» **What you need to do**
All the data should be repeated exactly. Any image in it is left out.

» **Source records**
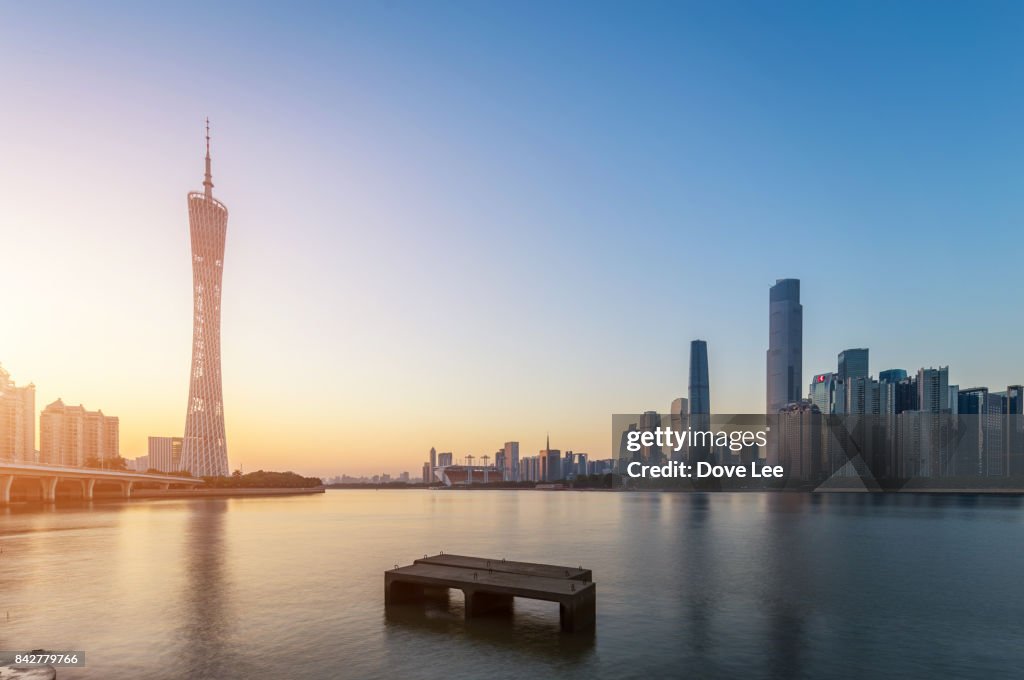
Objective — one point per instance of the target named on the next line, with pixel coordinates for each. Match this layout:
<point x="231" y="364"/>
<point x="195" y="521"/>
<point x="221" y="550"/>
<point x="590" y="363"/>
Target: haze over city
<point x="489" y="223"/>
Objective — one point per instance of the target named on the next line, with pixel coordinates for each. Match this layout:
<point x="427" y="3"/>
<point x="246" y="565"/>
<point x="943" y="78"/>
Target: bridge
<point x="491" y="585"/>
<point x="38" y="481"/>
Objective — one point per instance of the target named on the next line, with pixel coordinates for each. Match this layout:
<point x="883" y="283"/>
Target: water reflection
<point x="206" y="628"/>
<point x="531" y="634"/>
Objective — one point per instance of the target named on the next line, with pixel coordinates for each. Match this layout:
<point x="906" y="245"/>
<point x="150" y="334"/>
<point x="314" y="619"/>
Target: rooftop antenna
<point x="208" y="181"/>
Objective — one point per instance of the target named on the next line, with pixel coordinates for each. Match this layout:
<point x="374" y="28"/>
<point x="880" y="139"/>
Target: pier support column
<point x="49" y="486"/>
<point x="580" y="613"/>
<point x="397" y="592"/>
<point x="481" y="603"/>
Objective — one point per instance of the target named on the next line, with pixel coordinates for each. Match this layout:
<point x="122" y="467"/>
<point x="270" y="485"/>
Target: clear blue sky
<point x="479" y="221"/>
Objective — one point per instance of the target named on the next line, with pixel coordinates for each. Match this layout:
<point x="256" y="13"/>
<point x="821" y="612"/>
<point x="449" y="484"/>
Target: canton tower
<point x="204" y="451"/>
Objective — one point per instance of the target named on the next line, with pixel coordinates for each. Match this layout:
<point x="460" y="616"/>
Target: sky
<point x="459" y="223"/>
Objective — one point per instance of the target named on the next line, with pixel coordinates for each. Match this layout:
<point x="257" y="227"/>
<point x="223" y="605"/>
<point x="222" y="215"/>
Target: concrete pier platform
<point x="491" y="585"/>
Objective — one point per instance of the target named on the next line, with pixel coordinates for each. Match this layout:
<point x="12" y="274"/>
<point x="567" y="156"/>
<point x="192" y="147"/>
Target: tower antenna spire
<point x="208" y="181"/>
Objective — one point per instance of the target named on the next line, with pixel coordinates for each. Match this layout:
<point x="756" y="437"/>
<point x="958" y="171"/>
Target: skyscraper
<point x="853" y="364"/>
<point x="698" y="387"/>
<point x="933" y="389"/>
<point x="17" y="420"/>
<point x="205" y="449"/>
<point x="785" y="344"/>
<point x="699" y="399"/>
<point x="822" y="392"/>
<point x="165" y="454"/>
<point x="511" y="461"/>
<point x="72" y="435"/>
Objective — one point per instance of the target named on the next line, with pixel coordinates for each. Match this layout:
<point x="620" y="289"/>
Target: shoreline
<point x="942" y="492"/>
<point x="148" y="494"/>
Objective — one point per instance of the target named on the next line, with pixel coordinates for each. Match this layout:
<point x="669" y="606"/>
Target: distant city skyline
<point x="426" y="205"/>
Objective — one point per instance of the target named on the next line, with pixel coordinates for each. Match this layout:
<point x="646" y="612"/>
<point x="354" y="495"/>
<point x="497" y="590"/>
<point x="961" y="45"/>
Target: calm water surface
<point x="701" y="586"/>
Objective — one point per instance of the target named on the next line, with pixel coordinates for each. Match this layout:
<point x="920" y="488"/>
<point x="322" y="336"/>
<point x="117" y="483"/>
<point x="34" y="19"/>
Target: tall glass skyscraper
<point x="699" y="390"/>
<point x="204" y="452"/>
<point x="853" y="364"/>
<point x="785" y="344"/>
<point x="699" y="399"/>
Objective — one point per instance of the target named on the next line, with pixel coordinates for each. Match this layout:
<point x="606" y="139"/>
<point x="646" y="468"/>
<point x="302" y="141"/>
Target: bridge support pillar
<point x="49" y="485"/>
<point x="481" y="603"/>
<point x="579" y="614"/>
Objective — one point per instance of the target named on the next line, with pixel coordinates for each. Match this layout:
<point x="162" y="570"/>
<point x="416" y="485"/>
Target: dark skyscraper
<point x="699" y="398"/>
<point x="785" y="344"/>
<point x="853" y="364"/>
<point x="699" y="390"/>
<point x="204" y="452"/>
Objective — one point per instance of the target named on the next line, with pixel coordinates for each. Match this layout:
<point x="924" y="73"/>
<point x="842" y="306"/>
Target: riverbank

» **Worked solution**
Objective — one point per instance of the target named on the next line, with pixel coordinates for each. Match this layout:
<point x="231" y="364"/>
<point x="195" y="521"/>
<point x="221" y="550"/>
<point x="590" y="363"/>
Target: haze over city
<point x="489" y="223"/>
Objective — one point per instance of the target named on the next line, with pixel coordinates for each. Match this layout:
<point x="427" y="3"/>
<point x="246" y="565"/>
<point x="943" y="78"/>
Target: bridge
<point x="491" y="585"/>
<point x="38" y="481"/>
Objective — one point per instance of the target named on the next line, with pixel coordinates for each. Match this layout:
<point x="883" y="283"/>
Target: water reflection
<point x="206" y="628"/>
<point x="531" y="634"/>
Objective — one point per instance of the target named on the next line, with pixel coordinates for each. Match this layout:
<point x="906" y="245"/>
<point x="150" y="334"/>
<point x="314" y="619"/>
Target: rooftop antenna
<point x="208" y="181"/>
Objective — one point per instance of the target named on the next line, with pixel coordinates for each. Match this layout:
<point x="374" y="28"/>
<point x="880" y="139"/>
Target: pier support column
<point x="49" y="486"/>
<point x="580" y="613"/>
<point x="397" y="592"/>
<point x="481" y="603"/>
Objective — one point per instance of the target named on the next line, with pixel coordinates for each. Match this layout:
<point x="122" y="467"/>
<point x="270" y="485"/>
Target: clear blue sky
<point x="479" y="221"/>
Objective — one point per instance of the target named on the next line, with pixel coordinates for each. Match this layout:
<point x="256" y="13"/>
<point x="821" y="612"/>
<point x="449" y="484"/>
Target: canton tower
<point x="204" y="451"/>
Objective — one point per instance of the target named on the next line, with pixel coordinates for each. Match this layout:
<point x="460" y="616"/>
Target: sky
<point x="459" y="223"/>
Objective — one point per instance of the target named on the next line, with pixel coordinates for each. Match this layout:
<point x="257" y="227"/>
<point x="223" y="605"/>
<point x="222" y="215"/>
Target: concrete pier platform
<point x="491" y="585"/>
Objective — one point per instance of the target named on the next line, with pixel coordinates for each. Match this layout:
<point x="12" y="274"/>
<point x="567" y="156"/>
<point x="192" y="147"/>
Target: tower antenna spire
<point x="208" y="181"/>
Objective — one point per instance of the target named on the next line, with pixel coordinates for each. Match this layout:
<point x="756" y="437"/>
<point x="958" y="171"/>
Target: skyscraper
<point x="853" y="364"/>
<point x="698" y="387"/>
<point x="933" y="389"/>
<point x="17" y="420"/>
<point x="205" y="449"/>
<point x="785" y="344"/>
<point x="699" y="399"/>
<point x="822" y="392"/>
<point x="165" y="454"/>
<point x="511" y="461"/>
<point x="72" y="435"/>
Objective — one point per instance of the target named on the next line, with pixel coordinates for each. Match this layout:
<point x="620" y="289"/>
Target: shoreline
<point x="942" y="492"/>
<point x="148" y="494"/>
Objective — one point per instance of the target named on the next line, with pixel coordinates for each. Match this layout:
<point x="669" y="606"/>
Target: distant city skyline
<point x="426" y="205"/>
Objective — one point per instance of the target named on the next line, with pixel coordinates for each. Match this layout:
<point x="646" y="612"/>
<point x="354" y="495"/>
<point x="497" y="590"/>
<point x="961" y="45"/>
Target: calm water surface
<point x="701" y="586"/>
Objective — one point per instance of the target named on the next line, with pixel coordinates for each. Match this layout:
<point x="920" y="488"/>
<point x="322" y="336"/>
<point x="117" y="483"/>
<point x="34" y="19"/>
Target: tall glass skyscraper
<point x="699" y="390"/>
<point x="204" y="452"/>
<point x="853" y="364"/>
<point x="785" y="344"/>
<point x="699" y="399"/>
Objective — one point per instance of the target named on the next line, with pixel coordinates for each. Match this layout:
<point x="606" y="139"/>
<point x="646" y="468"/>
<point x="302" y="141"/>
Target: bridge support pillar
<point x="49" y="485"/>
<point x="481" y="603"/>
<point x="579" y="614"/>
Objective — one point per instance of the target named on the next line, with pixel coordinates for each. Match this layout:
<point x="162" y="570"/>
<point x="416" y="485"/>
Target: dark skyscraper
<point x="699" y="398"/>
<point x="785" y="344"/>
<point x="853" y="364"/>
<point x="699" y="390"/>
<point x="204" y="452"/>
Objective — one point per instance of the target named on the next line, with pixel coordinates for each. Match this layout:
<point x="924" y="73"/>
<point x="842" y="306"/>
Target: riverbank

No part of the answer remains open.